-- BEGIN Material for this task --

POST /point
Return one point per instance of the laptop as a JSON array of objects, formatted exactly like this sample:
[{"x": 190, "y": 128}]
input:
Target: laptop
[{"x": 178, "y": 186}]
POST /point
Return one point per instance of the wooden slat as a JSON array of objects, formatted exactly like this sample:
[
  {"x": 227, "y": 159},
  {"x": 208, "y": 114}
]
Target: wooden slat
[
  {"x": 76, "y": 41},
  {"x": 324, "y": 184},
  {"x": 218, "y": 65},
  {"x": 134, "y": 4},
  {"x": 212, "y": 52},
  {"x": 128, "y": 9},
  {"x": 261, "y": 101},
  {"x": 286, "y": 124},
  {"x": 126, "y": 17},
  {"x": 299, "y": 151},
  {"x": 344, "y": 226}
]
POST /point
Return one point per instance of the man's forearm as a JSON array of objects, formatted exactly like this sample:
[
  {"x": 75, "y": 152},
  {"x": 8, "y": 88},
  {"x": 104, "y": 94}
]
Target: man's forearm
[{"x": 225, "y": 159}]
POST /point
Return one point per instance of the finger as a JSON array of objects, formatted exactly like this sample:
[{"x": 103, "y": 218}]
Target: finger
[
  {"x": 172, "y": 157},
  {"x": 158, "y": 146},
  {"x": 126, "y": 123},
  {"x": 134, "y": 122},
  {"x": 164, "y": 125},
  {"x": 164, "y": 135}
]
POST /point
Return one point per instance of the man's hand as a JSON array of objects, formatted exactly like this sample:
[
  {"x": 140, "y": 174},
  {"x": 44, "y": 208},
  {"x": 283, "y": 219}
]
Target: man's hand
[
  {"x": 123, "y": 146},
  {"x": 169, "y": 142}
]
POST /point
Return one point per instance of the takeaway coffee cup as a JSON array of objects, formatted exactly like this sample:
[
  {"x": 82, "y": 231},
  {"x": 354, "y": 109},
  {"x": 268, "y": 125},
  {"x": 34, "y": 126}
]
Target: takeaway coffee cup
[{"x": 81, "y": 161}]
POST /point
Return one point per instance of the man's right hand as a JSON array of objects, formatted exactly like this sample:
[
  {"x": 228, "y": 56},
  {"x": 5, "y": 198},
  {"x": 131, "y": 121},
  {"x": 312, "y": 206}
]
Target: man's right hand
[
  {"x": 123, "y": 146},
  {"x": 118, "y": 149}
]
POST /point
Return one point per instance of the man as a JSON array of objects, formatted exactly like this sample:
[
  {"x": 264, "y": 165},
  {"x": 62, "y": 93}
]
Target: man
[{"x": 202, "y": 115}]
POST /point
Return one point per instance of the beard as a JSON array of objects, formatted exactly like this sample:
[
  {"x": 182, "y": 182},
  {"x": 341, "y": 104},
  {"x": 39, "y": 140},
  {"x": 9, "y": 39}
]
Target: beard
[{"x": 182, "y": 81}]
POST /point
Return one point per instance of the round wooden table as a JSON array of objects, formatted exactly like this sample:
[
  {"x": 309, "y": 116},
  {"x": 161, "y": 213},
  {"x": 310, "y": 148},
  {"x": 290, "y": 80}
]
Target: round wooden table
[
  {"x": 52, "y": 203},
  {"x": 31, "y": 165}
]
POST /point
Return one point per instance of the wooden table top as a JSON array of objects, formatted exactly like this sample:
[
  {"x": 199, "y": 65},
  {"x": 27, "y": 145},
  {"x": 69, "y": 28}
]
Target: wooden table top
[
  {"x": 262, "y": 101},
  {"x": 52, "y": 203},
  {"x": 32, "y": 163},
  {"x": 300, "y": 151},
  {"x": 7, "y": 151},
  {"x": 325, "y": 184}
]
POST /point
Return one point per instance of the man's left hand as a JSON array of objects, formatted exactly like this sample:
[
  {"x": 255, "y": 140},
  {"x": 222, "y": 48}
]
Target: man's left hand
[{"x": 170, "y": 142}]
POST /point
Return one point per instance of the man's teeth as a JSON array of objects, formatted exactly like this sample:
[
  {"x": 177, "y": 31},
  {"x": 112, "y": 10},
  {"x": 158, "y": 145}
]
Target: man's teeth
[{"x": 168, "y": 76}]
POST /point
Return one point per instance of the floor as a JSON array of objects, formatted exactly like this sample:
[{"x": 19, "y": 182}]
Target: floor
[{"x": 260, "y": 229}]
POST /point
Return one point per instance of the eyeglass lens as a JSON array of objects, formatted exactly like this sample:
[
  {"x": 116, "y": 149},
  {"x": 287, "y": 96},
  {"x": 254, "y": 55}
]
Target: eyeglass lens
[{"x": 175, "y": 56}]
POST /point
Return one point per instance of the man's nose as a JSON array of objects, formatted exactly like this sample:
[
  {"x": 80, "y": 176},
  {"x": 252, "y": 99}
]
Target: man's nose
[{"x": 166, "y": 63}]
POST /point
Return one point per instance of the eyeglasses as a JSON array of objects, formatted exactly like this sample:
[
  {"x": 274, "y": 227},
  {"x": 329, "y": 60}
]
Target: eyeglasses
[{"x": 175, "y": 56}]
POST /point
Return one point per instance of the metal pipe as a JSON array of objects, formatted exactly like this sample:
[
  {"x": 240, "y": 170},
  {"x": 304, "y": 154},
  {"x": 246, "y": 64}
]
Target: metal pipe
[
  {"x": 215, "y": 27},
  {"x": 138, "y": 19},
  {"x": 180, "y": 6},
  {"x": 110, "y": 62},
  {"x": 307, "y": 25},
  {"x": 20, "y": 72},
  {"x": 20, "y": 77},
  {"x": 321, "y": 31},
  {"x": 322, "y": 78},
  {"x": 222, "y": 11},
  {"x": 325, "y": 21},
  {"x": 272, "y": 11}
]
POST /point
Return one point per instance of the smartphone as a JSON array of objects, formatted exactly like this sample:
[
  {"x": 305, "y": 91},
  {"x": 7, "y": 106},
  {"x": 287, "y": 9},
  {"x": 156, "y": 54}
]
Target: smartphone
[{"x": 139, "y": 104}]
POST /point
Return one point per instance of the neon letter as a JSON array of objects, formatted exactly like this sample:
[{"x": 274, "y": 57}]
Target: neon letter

-- END Material for this task --

Please return the data above exactly as given.

POST /point
Return one point per instance of the laptop as a JSON array of objects, formatted exactly like this sample:
[{"x": 190, "y": 128}]
input:
Target: laptop
[{"x": 178, "y": 186}]
POST /point
Return one point per instance of the wooden slat as a JSON array of objects, formatted exactly like this sample:
[
  {"x": 227, "y": 159},
  {"x": 208, "y": 114}
]
Target: wooden slat
[
  {"x": 76, "y": 41},
  {"x": 324, "y": 184},
  {"x": 218, "y": 65},
  {"x": 134, "y": 4},
  {"x": 212, "y": 52},
  {"x": 128, "y": 9},
  {"x": 261, "y": 101},
  {"x": 286, "y": 124},
  {"x": 126, "y": 17},
  {"x": 299, "y": 151},
  {"x": 344, "y": 226}
]
POST /point
Return one point per instance of the man's forearm as a JSON array of objects, formatted exactly like this sample:
[
  {"x": 75, "y": 152},
  {"x": 8, "y": 88},
  {"x": 104, "y": 94}
]
Target: man's forearm
[{"x": 225, "y": 159}]
POST /point
Return one point per instance of the finger as a JSON array of objects, formatted exactly like this sample:
[{"x": 103, "y": 218}]
Target: finger
[
  {"x": 172, "y": 157},
  {"x": 158, "y": 146},
  {"x": 126, "y": 123},
  {"x": 134, "y": 122},
  {"x": 164, "y": 125},
  {"x": 164, "y": 135}
]
POST /point
Return one point per instance of the man's hand as a JSON array of objects, formatted exactly like this sample:
[
  {"x": 140, "y": 174},
  {"x": 44, "y": 208},
  {"x": 283, "y": 219}
]
Target: man's hand
[
  {"x": 123, "y": 146},
  {"x": 169, "y": 142}
]
POST /point
Return one point per instance of the takeaway coffee cup as a JSON array of objects, formatted exactly like this sample:
[
  {"x": 82, "y": 231},
  {"x": 354, "y": 109},
  {"x": 268, "y": 125},
  {"x": 34, "y": 126}
]
Target: takeaway coffee cup
[{"x": 81, "y": 161}]
POST /point
Return one point per instance of the man's right hand as a JSON array of objects, formatted exactly like this sample:
[
  {"x": 228, "y": 56},
  {"x": 5, "y": 198},
  {"x": 131, "y": 121},
  {"x": 312, "y": 206}
]
Target: man's right hand
[
  {"x": 123, "y": 146},
  {"x": 118, "y": 149}
]
POST /point
Return one point per instance of the man as a JSON array of objects, formatted exactly like this sample:
[
  {"x": 264, "y": 165},
  {"x": 62, "y": 93}
]
Target: man
[{"x": 202, "y": 115}]
POST /point
Return one point per instance of the beard as a JSON array of objects, formatted exactly like this sample:
[
  {"x": 182, "y": 182},
  {"x": 341, "y": 104},
  {"x": 39, "y": 140},
  {"x": 9, "y": 39}
]
Target: beard
[{"x": 182, "y": 81}]
POST /point
Return one point per instance of the round wooden table as a JSON array of objects, formatted exactly like this sample:
[
  {"x": 309, "y": 116},
  {"x": 161, "y": 213},
  {"x": 310, "y": 148},
  {"x": 290, "y": 80}
]
Target: round wooden table
[
  {"x": 52, "y": 203},
  {"x": 31, "y": 165}
]
POST /point
Return one point per instance of the wooden table top as a JSON array of objects, formatted exactly like this sample:
[
  {"x": 199, "y": 65},
  {"x": 27, "y": 145},
  {"x": 69, "y": 28}
]
Target: wooden table top
[
  {"x": 262, "y": 101},
  {"x": 52, "y": 203},
  {"x": 32, "y": 163},
  {"x": 300, "y": 151},
  {"x": 7, "y": 151},
  {"x": 325, "y": 184}
]
POST /point
Return one point per instance of the man's left hand as a JSON array of objects, formatted exactly like this sample:
[
  {"x": 255, "y": 140},
  {"x": 222, "y": 48}
]
Target: man's left hand
[{"x": 170, "y": 142}]
POST /point
Return one point per instance of the man's teeth as a JSON array of objects, formatted exactly like this sample:
[
  {"x": 177, "y": 31},
  {"x": 112, "y": 10},
  {"x": 158, "y": 145}
]
Target: man's teeth
[{"x": 168, "y": 76}]
POST /point
Return one point per instance of the floor as a JSON array of objects, formatted exactly like this sample:
[{"x": 19, "y": 182}]
Target: floor
[{"x": 260, "y": 229}]
POST /point
Return one point per instance of the eyeglass lens as a JSON array of objects, formatted exactly like this sample:
[
  {"x": 116, "y": 149},
  {"x": 287, "y": 96},
  {"x": 254, "y": 55}
]
Target: eyeglass lens
[{"x": 175, "y": 56}]
POST /point
Return one point per instance of the man's nose as a JSON array of objects, formatted exactly like this sample:
[
  {"x": 80, "y": 176},
  {"x": 252, "y": 99}
]
Target: man's nose
[{"x": 166, "y": 63}]
POST /point
Return one point per instance of the eyeglasses as a JSON array of objects, formatted exactly like this sample:
[
  {"x": 274, "y": 227},
  {"x": 329, "y": 60}
]
Target: eyeglasses
[{"x": 175, "y": 56}]
POST /point
Return one point per instance of the metal pipe as a JSON array of objects, formatted exactly like this sample:
[
  {"x": 240, "y": 170},
  {"x": 304, "y": 154},
  {"x": 246, "y": 64}
]
Target: metal pipe
[
  {"x": 215, "y": 27},
  {"x": 138, "y": 19},
  {"x": 180, "y": 6},
  {"x": 110, "y": 62},
  {"x": 307, "y": 25},
  {"x": 20, "y": 72},
  {"x": 20, "y": 77},
  {"x": 321, "y": 31},
  {"x": 322, "y": 78},
  {"x": 222, "y": 11},
  {"x": 325, "y": 21},
  {"x": 272, "y": 11}
]
POST /point
Return one point per instance of the smartphone as a JSON array of objects, formatted exactly like this sample:
[
  {"x": 305, "y": 91},
  {"x": 7, "y": 106},
  {"x": 287, "y": 9},
  {"x": 156, "y": 54}
]
Target: smartphone
[{"x": 139, "y": 104}]
POST /point
Return one point per instance of the neon letter as a JSON array of objects, formatted exactly like this sample:
[{"x": 274, "y": 57}]
Target: neon letter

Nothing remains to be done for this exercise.